[TASK INPUT — start]

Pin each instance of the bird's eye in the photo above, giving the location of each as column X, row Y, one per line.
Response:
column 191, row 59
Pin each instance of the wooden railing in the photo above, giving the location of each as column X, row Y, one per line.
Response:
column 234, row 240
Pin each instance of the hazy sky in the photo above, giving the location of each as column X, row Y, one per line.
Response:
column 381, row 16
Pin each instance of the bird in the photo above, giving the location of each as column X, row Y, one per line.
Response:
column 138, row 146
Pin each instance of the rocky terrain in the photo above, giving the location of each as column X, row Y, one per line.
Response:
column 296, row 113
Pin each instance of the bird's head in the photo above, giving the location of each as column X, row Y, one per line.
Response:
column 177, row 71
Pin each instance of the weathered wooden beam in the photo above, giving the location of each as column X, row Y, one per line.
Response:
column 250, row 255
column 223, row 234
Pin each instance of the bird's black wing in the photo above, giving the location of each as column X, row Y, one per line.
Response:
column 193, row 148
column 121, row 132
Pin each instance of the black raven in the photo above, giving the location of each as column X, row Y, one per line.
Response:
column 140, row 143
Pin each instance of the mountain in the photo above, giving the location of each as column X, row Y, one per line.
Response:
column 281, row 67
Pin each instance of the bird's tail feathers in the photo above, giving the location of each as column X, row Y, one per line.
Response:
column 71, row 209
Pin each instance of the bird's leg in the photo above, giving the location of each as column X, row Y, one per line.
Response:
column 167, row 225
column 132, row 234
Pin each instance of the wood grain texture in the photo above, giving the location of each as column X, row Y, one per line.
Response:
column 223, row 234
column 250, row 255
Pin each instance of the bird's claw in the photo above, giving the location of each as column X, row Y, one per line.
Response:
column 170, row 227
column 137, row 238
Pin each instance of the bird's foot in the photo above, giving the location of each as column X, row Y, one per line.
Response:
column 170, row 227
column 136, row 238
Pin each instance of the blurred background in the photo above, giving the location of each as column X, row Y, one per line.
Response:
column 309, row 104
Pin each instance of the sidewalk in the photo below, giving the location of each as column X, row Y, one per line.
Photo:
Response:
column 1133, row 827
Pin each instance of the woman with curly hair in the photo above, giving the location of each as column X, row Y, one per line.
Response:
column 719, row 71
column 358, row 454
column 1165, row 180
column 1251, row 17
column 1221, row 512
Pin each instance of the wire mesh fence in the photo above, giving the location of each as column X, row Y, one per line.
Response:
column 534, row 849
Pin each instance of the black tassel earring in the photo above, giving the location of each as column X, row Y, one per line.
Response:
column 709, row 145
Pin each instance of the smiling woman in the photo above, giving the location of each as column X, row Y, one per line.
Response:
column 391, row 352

[TASK INPUT — finish]

Find the string "black" in the material above. Then copy each line that has it.

(SOLUTION):
Pin each instance of the bird's black wing in the photo above, giving the location of each as column X, row Y, one per line.
Pin each instance of the black raven in the photo above, giving the location of each as column X, row Y, one per line.
Pin each instance of the black tassel earring in the photo above, giving the location of each as column X, row Y, one per line.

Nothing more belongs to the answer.